→ WHAT IS REQUIRED
Only the lines holding the word "head" are wanted; copy each of them from the listing.

→ SOURCE MATERIAL
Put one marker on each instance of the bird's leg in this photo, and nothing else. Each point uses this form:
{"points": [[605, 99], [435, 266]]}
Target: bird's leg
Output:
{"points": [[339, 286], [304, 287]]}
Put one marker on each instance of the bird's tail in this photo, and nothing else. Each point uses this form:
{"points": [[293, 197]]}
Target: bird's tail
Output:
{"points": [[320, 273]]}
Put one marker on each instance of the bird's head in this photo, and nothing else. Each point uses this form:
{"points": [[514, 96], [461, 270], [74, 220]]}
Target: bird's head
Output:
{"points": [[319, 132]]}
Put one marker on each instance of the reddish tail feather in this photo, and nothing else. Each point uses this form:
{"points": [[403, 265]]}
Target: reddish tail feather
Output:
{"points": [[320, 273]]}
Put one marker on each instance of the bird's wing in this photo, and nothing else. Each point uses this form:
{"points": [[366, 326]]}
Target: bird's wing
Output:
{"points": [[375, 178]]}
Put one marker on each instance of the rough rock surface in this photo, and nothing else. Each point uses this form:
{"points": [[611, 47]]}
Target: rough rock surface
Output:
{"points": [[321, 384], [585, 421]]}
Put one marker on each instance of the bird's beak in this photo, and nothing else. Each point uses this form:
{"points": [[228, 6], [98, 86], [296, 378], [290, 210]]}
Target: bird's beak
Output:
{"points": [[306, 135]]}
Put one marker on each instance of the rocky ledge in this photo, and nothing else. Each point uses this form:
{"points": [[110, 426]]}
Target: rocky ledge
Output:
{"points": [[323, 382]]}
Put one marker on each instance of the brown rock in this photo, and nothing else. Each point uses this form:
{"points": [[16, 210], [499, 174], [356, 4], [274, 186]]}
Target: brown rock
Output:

→ TASK OUTPUT
Put one marker on each instance of the bird's head in this photo, and nothing else. Each point uses this form:
Target: bird's head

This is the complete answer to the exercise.